TASK 1 –
In the passage, what does the writer say Vivek Ramaswamy has used this to promote?
TASK 2 –
List each distinct proper name in the passage, counting people, political parties, and nationalities, with each appearing once.
TASK 3 –
Translate this sentence from the passage into Spanish: "All I can do is shake my head about the situation we're in."

PROVIDED PASSAGE –
....

Already, failed Presidential candidate Vivek Ramaswamy has used this to promote his “deep state” theories:
Ask yourself whether it’s possible that those same outlets which lied to you about the mental fitness of the sitting president might have lied to you about anything else.
I don’t believe for a second there is a conspiracy between scientists and politicians to distort the evidence for climate change for example, as Ramaswamy suggests. But this whole situation certainly doesn’t make it easier to make that case.
And while Democrats may be meeting to discuss how to smoothly switch candidates, they’d do well to remember that they don’t have an automatic right to the electorate’s permission to do that. As a British person, I’d advise them that in a situation when voters are angry at coverups, established political parties don’t have a divine right to change leaders and avoid electoral oblivion. It’s a real mess for them, and I’m not sure they’ve figured out how much trouble they are in yet.
All I can do is shake my head about the situation we’re in. It’s important to remember that sometimes your gut feeling is right and that maybe Cummings was right about the lack of ninjas, or worse. And it feels like there’s real value for an organisation to have people within it who don’t go the easy route and let things slip by, but rather ask the awkward questions internally and have a way for their concerns to be listened to.

....

[Stored records]
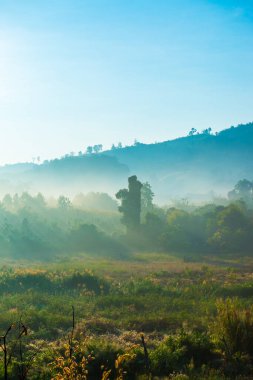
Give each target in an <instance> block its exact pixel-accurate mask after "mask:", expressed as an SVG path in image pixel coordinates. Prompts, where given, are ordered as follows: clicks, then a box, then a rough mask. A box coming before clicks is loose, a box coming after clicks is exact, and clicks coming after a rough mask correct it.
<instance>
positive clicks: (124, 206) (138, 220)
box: [116, 175, 142, 233]
mask: <svg viewBox="0 0 253 380" xmlns="http://www.w3.org/2000/svg"><path fill="white" fill-rule="evenodd" d="M141 188H142V183H141V182H140V181H138V180H137V177H136V175H133V176H132V177H129V178H128V189H121V190H119V191H118V192H117V194H116V198H117V199H120V200H121V206H120V207H119V211H120V212H121V213H122V214H123V217H122V219H121V220H122V223H123V224H124V225H125V226H126V228H127V232H128V233H132V232H133V231H136V230H138V228H139V226H140V220H141V217H140V215H141Z"/></svg>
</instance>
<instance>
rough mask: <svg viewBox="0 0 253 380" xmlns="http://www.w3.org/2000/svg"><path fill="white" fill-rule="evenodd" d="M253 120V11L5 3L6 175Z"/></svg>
mask: <svg viewBox="0 0 253 380" xmlns="http://www.w3.org/2000/svg"><path fill="white" fill-rule="evenodd" d="M252 120H253V0H248V1H246V0H245V1H244V0H242V1H239V0H238V1H235V0H223V1H222V0H220V1H218V0H210V1H209V0H176V1H175V0H43V1H40V0H36V1H34V0H22V1H20V0H0V164H1V165H3V164H6V163H13V162H25V161H32V159H33V158H34V157H38V156H39V157H40V159H41V160H42V161H43V160H45V159H50V158H54V157H60V156H62V155H64V154H66V153H69V152H71V151H73V152H78V151H85V150H86V147H87V146H88V145H95V144H103V146H104V149H107V148H110V147H111V145H112V144H113V143H114V144H117V143H118V142H119V141H120V142H122V144H123V145H131V144H132V143H133V141H134V140H135V139H136V140H138V141H140V142H144V143H153V142H155V141H164V140H169V139H173V138H176V137H180V136H183V135H186V134H187V133H188V131H189V130H190V129H191V128H196V129H197V130H199V131H201V130H203V129H206V128H208V127H211V128H212V129H213V131H219V130H222V129H225V128H228V127H230V126H231V125H237V124H239V123H247V122H250V121H252Z"/></svg>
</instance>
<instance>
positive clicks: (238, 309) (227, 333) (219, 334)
mask: <svg viewBox="0 0 253 380" xmlns="http://www.w3.org/2000/svg"><path fill="white" fill-rule="evenodd" d="M214 334H215V337H216V341H217V343H218V345H219V346H220V348H221V350H222V351H223V352H224V354H225V355H226V357H227V358H228V359H232V358H235V357H240V356H243V355H248V356H249V358H250V359H251V360H253V345H252V341H253V309H252V307H251V308H248V309H243V308H241V306H240V303H239V301H238V299H231V298H228V299H227V300H226V301H223V300H219V301H218V302H217V317H216V320H215V324H214Z"/></svg>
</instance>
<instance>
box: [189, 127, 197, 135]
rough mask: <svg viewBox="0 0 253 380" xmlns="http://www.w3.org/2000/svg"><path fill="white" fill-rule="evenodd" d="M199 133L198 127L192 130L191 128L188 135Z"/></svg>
mask: <svg viewBox="0 0 253 380" xmlns="http://www.w3.org/2000/svg"><path fill="white" fill-rule="evenodd" d="M196 133H197V129H196V128H192V129H191V130H190V132H189V133H188V136H193V135H195V134H196Z"/></svg>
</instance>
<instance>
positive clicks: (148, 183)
mask: <svg viewBox="0 0 253 380" xmlns="http://www.w3.org/2000/svg"><path fill="white" fill-rule="evenodd" d="M153 198H154V193H153V191H152V189H151V185H150V184H149V183H148V182H144V183H143V184H142V188H141V211H142V214H146V213H147V212H149V211H151V210H152V209H153Z"/></svg>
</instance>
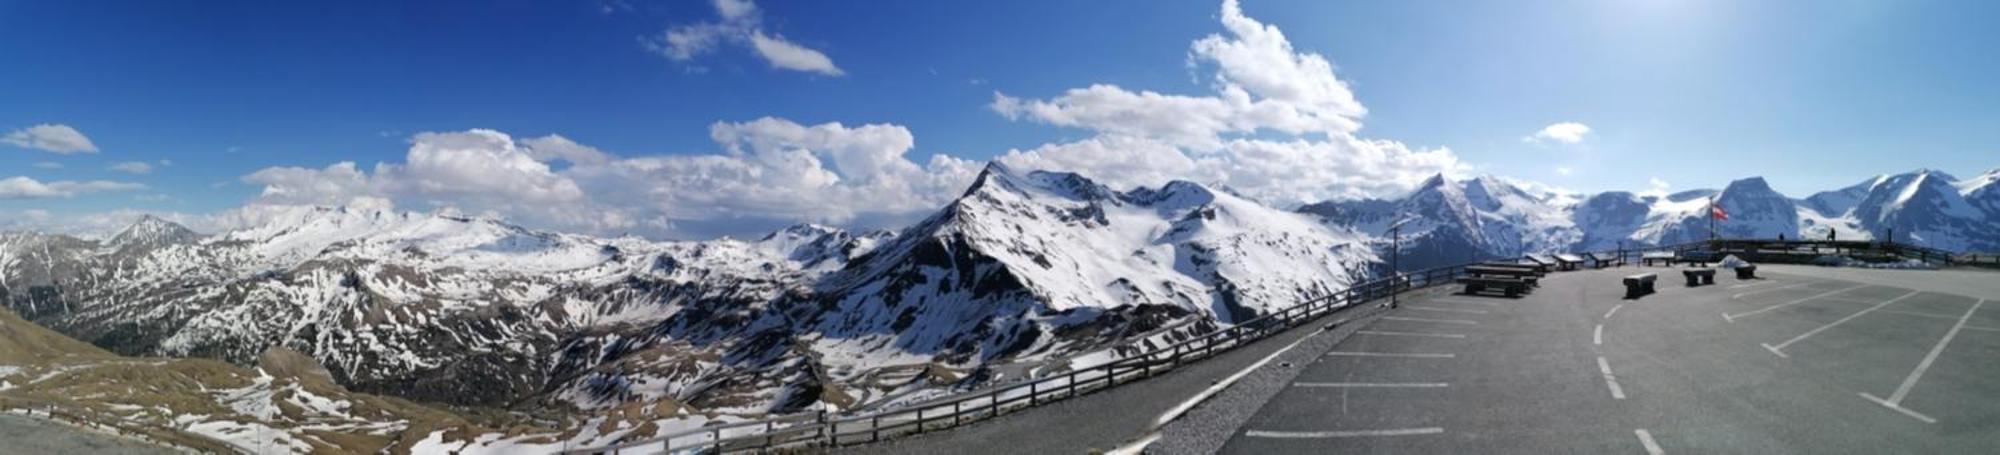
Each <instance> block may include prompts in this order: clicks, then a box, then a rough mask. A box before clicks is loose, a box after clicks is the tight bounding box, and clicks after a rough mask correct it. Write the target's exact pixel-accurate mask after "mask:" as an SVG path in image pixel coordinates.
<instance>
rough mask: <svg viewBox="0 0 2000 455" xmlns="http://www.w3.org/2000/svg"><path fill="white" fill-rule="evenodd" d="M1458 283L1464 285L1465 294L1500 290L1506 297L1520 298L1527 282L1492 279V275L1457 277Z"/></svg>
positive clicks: (1523, 280) (1503, 278)
mask: <svg viewBox="0 0 2000 455" xmlns="http://www.w3.org/2000/svg"><path fill="white" fill-rule="evenodd" d="M1458 283H1462V285H1466V293H1480V291H1486V289H1500V291H1502V293H1506V295H1508V297H1520V293H1524V291H1528V281H1524V279H1518V277H1494V275H1484V277H1458Z"/></svg>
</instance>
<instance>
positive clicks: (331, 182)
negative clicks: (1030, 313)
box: [242, 118, 978, 237]
mask: <svg viewBox="0 0 2000 455" xmlns="http://www.w3.org/2000/svg"><path fill="white" fill-rule="evenodd" d="M710 138H714V140H716V144H718V146H720V148H722V152H720V154H692V156H644V158H616V156H610V154H604V152H598V150H596V148H588V146H582V144H576V142H570V140H564V138H562V136H544V138H530V140H520V142H516V140H512V138H510V136H506V134H500V132H492V130H470V132H452V134H418V136H416V138H412V146H410V152H408V154H406V158H404V162H402V164H376V166H374V170H372V172H368V170H362V168H360V166H356V164H352V162H340V164H332V166H326V168H318V170H314V168H266V170H258V172H254V174H250V176H244V178H242V180H244V182H246V184H256V186H262V188H264V190H262V194H260V196H258V200H254V204H312V206H370V208H414V210H424V208H430V210H456V212H466V214H492V216H500V218H506V220H512V222H520V224H526V226H534V228H554V229H572V231H588V233H606V235H616V233H644V235H654V237H710V235H752V233H762V231H766V229H770V228H778V226H784V224H794V222H828V224H864V226H888V224H894V222H908V220H912V218H916V216H920V214H928V212H932V210H936V208H938V206H942V204H946V202H950V198H954V196H956V194H958V192H964V186H966V184H970V180H972V176H976V174H978V164H972V162H964V160H956V158H948V156H932V158H930V160H928V162H922V164H920V162H912V160H908V158H906V156H908V152H910V150H912V148H914V138H912V134H910V132H908V130H906V128H902V126H890V124H866V126H852V128H850V126H842V124H818V126H802V124H796V122H790V120H780V118H760V120H752V122H740V124H732V122H718V124H714V126H710ZM580 150H588V154H582V152H580ZM548 160H570V162H572V166H570V168H566V170H552V168H548V164H546V162H548Z"/></svg>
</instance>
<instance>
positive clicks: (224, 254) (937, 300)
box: [0, 166, 1378, 425]
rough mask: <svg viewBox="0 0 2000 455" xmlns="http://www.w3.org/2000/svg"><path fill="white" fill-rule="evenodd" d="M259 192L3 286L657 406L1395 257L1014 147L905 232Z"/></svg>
mask: <svg viewBox="0 0 2000 455" xmlns="http://www.w3.org/2000/svg"><path fill="white" fill-rule="evenodd" d="M244 216H246V218H254V220H262V222H258V224H256V226H254V228H248V229H236V231H224V233H218V235H198V233H194V231H190V229H186V228H180V226H176V224H170V222H164V220H158V218H144V220H138V222H136V224H132V226H130V228H126V229H124V231H118V233H116V235H112V237H106V239H80V237H68V235H48V233H20V231H16V233H0V301H4V303H6V305H8V307H12V309H14V311H18V313H20V315H22V317H26V319H32V321H36V323H40V325H46V327H52V329H58V331H62V333H68V335H72V337H78V339H84V341H90V343H96V345H102V347H108V349H112V351H118V353H128V355H174V357H180V355H194V357H216V359H226V361H232V363H238V365H252V363H256V359H258V357H260V355H262V353H266V351H270V349H274V347H288V349H294V351H298V353H304V355H308V357H312V359H316V361H318V363H322V365H326V369H328V373H330V375H332V377H334V379H336V381H338V383H342V385H346V387H352V389H358V391H374V393H390V395H402V397H416V399H424V401H444V403H460V405H486V407H514V409H536V407H564V409H586V411H610V409H632V407H634V405H636V407H644V409H650V411H646V413H632V415H626V417H628V419H632V421H630V425H640V423H642V421H646V419H672V417H692V415H708V417H714V415H736V417H756V415H764V413H784V411H798V409H816V407H830V409H848V407H864V405H872V403H880V401H884V399H890V397H906V395H912V393H918V395H922V393H938V391H948V389H958V387H974V385H982V383H988V381H996V379H1012V377H1018V375H1022V373H1026V371H1034V369H1042V371H1048V369H1054V371H1060V369H1066V367H1070V363H1068V357H1070V355H1078V353H1086V351H1094V349H1100V347H1106V345H1108V343H1110V341H1118V339H1124V337H1130V335H1136V333H1146V331H1152V329H1158V327H1164V325H1170V323H1182V321H1196V323H1202V325H1204V327H1214V325H1218V323H1230V321H1240V319H1246V317H1254V315H1258V313H1266V311H1270V309H1274V307H1284V305H1292V303H1298V301H1304V299H1310V297H1318V295H1326V293H1330V291H1334V289H1342V287H1346V285H1350V283H1354V281H1358V279H1362V277H1364V275H1366V273H1368V271H1366V269H1368V267H1370V263H1376V261H1378V257H1376V253H1374V251H1372V249H1370V245H1368V235H1364V233H1360V231H1354V229H1348V228H1334V226H1326V224H1322V222H1320V220H1316V218H1312V216H1304V214H1294V212H1286V210H1276V208H1268V206H1262V204H1256V202H1250V200H1244V198H1238V196H1234V194H1228V192H1220V190H1214V188H1206V186H1200V184H1188V182H1174V184H1168V186H1162V188H1140V190H1130V192H1114V190H1110V188H1106V186H1100V184H1096V182H1090V180H1086V178H1082V176H1076V174H1052V172H1026V174H1022V172H1012V170H1006V168H1002V166H990V168H986V170H984V172H982V176H978V180H976V182H974V184H972V186H970V188H968V190H966V194H964V196H962V198H958V200H956V202H952V204H950V206H946V208H942V210H938V212H936V214H932V216H930V218H926V220H924V222H920V224H916V226H910V228H906V229H902V231H864V233H850V231H842V229H834V228H824V226H794V228H788V229H782V231H774V233H770V235H764V237H760V239H750V241H744V239H712V241H646V239H634V237H612V239H606V237H588V235H570V233H552V231H536V229H524V228H516V226H508V224H502V222H496V220H476V218H452V216H428V214H408V212H380V210H350V208H304V206H252V208H246V214H244ZM640 415H646V417H644V419H642V417H640ZM704 419H706V417H704Z"/></svg>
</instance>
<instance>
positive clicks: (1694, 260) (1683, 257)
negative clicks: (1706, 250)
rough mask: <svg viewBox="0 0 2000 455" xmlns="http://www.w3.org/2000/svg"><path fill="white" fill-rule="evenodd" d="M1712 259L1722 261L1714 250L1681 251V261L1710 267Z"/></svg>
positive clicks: (1696, 264) (1683, 262) (1707, 266)
mask: <svg viewBox="0 0 2000 455" xmlns="http://www.w3.org/2000/svg"><path fill="white" fill-rule="evenodd" d="M1710 261H1720V257H1716V253H1714V251H1686V253H1680V263H1686V265H1700V267H1708V263H1710Z"/></svg>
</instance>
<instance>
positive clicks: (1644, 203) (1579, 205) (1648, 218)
mask: <svg viewBox="0 0 2000 455" xmlns="http://www.w3.org/2000/svg"><path fill="white" fill-rule="evenodd" d="M1994 182H2000V170H1996V172H1988V174H1982V176H1980V178H1972V180H1962V182H1960V180H1954V178H1952V176H1948V174H1942V172H1932V170H1918V172H1910V174H1898V176H1878V178H1870V180H1866V182H1860V184H1856V186H1848V188H1842V190H1830V192H1820V194H1814V196H1810V198H1804V200H1792V198H1786V196H1782V194H1778V192H1774V190H1772V188H1770V184H1768V182H1764V178H1744V180H1736V182H1730V184H1728V186H1726V188H1722V190H1720V192H1718V190H1690V192H1678V194H1670V196H1640V194H1630V192H1604V194H1592V196H1570V194H1550V192H1532V190H1526V188H1528V186H1522V184H1510V182H1508V180H1500V178H1490V176H1486V178H1472V180H1448V178H1442V176H1438V178H1432V180H1430V182H1426V184H1424V186H1420V188H1418V190H1416V192H1412V194H1408V196H1404V198H1396V200H1356V202H1322V204H1310V206H1304V208H1300V210H1298V212H1304V214H1314V216H1320V218H1322V220H1326V222H1328V224H1334V226H1354V228H1358V229H1362V231H1368V233H1372V235H1376V237H1380V235H1386V228H1388V224H1392V222H1394V220H1398V218H1414V222H1410V224H1406V228H1404V241H1406V243H1404V249H1402V251H1404V255H1402V263H1404V269H1420V267H1430V265H1448V263H1462V261H1470V259H1480V257H1512V255H1520V253H1536V251H1604V249H1616V247H1620V245H1624V247H1632V245H1664V243H1682V241H1696V239H1704V237H1708V235H1710V220H1708V204H1710V198H1712V200H1714V204H1716V206H1722V208H1724V212H1728V216H1730V220H1726V222H1716V224H1714V231H1716V233H1718V235H1724V237H1778V235H1786V237H1826V233H1828V229H1832V231H1836V233H1838V237H1840V239H1874V237H1880V235H1888V233H1890V231H1894V235H1896V241H1910V243H1920V245H1932V247H1942V249H1952V251H1996V249H2000V190H1996V186H1994ZM1376 245H1378V249H1380V251H1386V241H1376Z"/></svg>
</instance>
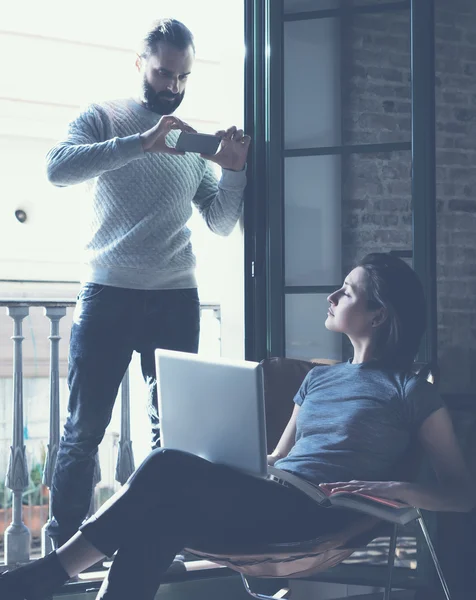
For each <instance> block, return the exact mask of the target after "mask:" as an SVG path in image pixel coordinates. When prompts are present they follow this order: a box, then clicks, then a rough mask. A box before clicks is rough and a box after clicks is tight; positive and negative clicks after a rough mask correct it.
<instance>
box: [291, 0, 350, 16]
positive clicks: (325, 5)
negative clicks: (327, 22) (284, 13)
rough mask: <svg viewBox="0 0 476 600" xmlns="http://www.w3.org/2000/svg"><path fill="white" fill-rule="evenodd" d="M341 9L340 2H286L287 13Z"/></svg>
mask: <svg viewBox="0 0 476 600" xmlns="http://www.w3.org/2000/svg"><path fill="white" fill-rule="evenodd" d="M339 7H340V0H284V12H285V13H293V12H308V11H312V10H326V9H328V8H339Z"/></svg>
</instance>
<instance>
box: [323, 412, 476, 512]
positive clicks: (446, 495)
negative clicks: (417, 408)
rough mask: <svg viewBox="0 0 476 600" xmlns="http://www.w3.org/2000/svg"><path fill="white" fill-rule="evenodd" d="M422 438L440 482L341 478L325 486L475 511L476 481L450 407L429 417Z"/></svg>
mask: <svg viewBox="0 0 476 600" xmlns="http://www.w3.org/2000/svg"><path fill="white" fill-rule="evenodd" d="M419 438H420V443H421V445H422V446H423V448H424V450H425V453H426V455H427V456H428V458H429V460H430V462H431V464H432V466H433V469H434V471H435V473H436V476H437V479H438V483H437V484H436V485H434V486H428V485H421V484H418V483H405V482H401V481H347V482H341V481H340V482H336V483H331V484H325V485H326V486H327V487H328V488H331V489H332V491H334V492H337V491H342V492H361V493H363V494H370V495H374V496H378V497H381V498H389V499H392V500H400V501H401V502H405V503H406V504H409V505H411V506H415V507H417V508H424V509H426V510H435V511H450V512H469V511H470V510H472V509H473V508H474V507H475V506H476V482H475V480H474V477H473V476H472V475H471V473H470V472H469V470H468V468H467V466H466V464H465V461H464V458H463V455H462V453H461V450H460V447H459V443H458V440H457V438H456V435H455V431H454V428H453V424H452V422H451V417H450V415H449V413H448V411H447V410H446V408H440V409H439V410H437V411H435V412H434V413H433V414H431V415H430V416H429V417H428V418H427V419H425V421H424V422H423V425H422V426H421V427H420V431H419Z"/></svg>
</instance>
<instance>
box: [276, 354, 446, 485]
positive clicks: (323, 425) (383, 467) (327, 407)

....

TASK RESPONSE 1 –
His "deep state" theories.

TASK RESPONSE 2 –
Vivek Ramaswamy, Democrats, British, Cummings

TASK RESPONSE 3 –
Lo único que puedo hacer es negar con la cabeza ante la situación en la que estamos.